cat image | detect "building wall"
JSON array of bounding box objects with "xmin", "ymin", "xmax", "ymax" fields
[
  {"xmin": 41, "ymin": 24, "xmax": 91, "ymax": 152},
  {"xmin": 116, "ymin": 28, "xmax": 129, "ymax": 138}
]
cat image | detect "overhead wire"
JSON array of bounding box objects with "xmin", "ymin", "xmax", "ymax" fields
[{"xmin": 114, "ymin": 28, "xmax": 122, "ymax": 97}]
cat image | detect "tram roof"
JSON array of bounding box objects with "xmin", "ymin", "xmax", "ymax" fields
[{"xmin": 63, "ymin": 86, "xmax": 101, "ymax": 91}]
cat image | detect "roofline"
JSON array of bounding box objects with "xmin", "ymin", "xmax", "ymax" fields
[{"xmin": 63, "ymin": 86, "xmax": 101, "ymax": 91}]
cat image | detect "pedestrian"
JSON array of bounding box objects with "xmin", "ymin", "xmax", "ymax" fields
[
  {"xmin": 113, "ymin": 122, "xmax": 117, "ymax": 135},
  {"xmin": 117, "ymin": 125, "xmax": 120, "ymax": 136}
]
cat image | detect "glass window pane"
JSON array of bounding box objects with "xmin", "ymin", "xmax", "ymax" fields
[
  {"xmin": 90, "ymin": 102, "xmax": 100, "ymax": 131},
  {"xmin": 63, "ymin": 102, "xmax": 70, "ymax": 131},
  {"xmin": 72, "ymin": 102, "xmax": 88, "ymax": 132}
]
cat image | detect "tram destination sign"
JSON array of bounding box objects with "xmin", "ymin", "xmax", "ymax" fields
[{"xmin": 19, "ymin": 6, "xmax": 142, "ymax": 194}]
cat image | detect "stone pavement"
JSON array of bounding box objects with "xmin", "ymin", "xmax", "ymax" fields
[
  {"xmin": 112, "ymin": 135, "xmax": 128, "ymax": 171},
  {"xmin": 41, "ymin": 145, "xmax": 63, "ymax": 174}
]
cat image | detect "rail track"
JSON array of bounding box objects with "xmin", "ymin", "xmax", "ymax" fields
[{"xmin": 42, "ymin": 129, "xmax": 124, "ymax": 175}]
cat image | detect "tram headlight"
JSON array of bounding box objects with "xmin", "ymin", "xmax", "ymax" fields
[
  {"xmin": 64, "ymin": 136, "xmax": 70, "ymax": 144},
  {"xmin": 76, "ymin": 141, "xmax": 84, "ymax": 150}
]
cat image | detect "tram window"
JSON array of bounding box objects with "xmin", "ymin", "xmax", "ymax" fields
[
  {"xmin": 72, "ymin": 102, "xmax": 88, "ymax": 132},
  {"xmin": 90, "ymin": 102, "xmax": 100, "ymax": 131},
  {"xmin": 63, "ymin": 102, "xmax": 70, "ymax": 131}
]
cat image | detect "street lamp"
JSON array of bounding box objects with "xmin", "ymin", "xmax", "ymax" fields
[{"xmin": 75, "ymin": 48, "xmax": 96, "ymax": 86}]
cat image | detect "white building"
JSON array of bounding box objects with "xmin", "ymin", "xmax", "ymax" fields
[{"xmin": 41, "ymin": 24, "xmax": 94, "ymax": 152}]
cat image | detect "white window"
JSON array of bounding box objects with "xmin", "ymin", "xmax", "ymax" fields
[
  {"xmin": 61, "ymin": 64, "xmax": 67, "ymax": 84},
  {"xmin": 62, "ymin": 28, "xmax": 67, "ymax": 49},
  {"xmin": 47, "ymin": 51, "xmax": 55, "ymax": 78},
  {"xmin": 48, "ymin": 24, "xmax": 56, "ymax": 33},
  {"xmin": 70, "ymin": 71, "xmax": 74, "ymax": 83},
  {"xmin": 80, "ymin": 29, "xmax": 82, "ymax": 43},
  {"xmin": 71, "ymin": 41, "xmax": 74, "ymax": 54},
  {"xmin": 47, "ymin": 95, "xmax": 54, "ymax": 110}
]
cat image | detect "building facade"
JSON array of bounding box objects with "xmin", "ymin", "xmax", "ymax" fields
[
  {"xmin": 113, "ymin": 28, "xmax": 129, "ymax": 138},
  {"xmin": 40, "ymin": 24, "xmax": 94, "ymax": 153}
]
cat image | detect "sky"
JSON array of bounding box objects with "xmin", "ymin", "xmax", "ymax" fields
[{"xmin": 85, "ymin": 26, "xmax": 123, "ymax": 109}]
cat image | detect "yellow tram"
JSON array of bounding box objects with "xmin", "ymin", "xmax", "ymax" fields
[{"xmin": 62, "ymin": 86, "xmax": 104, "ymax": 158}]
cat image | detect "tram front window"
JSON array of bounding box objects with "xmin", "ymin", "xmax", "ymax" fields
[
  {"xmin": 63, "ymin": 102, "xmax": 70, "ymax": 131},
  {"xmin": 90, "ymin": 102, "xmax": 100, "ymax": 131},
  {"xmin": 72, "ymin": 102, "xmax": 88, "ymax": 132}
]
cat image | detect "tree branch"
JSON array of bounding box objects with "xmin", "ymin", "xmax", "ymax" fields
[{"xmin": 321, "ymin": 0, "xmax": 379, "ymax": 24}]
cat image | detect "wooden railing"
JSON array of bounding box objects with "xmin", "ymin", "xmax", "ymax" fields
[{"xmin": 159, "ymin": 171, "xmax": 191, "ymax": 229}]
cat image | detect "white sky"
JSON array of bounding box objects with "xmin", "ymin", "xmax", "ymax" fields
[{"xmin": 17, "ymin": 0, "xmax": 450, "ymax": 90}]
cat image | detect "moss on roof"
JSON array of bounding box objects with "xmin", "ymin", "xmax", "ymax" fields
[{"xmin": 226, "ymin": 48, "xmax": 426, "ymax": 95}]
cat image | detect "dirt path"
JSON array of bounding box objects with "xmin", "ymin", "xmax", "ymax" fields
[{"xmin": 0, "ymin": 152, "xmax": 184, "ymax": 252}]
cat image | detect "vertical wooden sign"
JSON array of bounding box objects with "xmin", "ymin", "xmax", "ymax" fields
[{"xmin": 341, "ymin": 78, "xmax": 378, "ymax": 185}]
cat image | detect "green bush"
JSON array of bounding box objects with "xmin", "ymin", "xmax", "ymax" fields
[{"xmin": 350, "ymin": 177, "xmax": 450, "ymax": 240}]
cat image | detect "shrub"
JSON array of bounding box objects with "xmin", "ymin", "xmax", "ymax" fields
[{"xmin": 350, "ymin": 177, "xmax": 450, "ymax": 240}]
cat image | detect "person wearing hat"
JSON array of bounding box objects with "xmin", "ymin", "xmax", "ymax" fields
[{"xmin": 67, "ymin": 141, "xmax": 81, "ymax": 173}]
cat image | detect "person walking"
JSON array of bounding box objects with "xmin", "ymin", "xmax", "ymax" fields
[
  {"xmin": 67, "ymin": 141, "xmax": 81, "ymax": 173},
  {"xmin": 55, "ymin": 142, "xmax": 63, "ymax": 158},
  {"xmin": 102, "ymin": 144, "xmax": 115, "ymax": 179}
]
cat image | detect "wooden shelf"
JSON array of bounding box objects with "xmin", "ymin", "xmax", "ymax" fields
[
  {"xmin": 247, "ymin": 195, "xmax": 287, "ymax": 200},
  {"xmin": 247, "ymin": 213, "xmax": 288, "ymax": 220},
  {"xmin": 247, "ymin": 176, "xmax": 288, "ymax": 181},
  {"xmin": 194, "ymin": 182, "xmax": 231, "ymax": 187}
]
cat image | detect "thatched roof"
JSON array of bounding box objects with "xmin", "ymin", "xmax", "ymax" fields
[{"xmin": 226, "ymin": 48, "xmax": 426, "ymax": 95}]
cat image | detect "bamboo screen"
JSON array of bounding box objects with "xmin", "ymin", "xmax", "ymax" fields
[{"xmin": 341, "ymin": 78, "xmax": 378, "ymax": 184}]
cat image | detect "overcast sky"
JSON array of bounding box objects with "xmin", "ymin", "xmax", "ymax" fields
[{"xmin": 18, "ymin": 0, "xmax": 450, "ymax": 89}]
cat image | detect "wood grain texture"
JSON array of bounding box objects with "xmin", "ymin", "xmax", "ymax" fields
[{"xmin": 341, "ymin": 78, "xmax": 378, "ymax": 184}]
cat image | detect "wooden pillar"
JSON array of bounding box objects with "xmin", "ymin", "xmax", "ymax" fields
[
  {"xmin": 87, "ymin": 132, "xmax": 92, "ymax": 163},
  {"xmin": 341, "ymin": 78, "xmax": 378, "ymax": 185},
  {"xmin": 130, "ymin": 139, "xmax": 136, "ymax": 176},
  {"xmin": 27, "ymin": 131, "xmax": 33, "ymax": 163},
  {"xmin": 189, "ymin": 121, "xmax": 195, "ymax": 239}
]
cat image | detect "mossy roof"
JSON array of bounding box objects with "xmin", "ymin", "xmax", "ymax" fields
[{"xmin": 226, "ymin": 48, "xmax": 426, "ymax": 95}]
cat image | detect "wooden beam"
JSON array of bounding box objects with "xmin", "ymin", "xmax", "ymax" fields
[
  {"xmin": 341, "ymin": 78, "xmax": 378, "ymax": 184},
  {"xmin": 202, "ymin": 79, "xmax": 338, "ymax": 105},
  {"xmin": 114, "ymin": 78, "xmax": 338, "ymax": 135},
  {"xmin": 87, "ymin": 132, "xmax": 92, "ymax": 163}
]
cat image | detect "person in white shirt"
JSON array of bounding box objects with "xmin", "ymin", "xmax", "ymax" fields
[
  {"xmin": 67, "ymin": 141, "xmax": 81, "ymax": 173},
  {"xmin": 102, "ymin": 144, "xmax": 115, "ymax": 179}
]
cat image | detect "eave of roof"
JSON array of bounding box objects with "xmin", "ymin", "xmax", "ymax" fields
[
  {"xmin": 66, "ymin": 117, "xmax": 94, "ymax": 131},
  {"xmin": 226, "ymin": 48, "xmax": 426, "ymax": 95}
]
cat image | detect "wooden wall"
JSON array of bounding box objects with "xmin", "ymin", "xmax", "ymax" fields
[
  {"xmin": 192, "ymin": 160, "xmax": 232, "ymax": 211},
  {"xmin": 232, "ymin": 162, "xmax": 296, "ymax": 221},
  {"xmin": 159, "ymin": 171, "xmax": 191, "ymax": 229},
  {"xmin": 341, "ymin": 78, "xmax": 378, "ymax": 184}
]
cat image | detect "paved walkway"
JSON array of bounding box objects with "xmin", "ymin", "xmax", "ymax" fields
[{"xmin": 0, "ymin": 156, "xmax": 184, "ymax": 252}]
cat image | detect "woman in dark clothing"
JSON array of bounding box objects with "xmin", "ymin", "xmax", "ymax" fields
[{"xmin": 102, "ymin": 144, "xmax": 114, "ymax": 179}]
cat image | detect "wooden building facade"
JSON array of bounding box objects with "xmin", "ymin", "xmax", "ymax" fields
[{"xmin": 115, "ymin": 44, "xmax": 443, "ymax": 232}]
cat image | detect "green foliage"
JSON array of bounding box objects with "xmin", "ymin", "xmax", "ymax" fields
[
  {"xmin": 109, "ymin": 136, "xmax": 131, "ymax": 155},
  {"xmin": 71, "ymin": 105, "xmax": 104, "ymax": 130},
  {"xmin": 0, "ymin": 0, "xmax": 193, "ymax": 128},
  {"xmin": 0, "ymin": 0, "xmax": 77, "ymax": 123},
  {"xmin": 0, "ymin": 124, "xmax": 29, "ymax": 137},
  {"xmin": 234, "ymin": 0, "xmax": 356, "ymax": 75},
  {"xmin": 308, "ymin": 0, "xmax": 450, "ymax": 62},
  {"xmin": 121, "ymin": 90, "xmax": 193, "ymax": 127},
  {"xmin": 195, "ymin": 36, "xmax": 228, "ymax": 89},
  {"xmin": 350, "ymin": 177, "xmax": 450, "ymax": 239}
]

= = = =

WRITTEN REQUEST
How many lines of the records contain the string "tram"? Reply with the number alone.

EXERCISE OUTPUT
6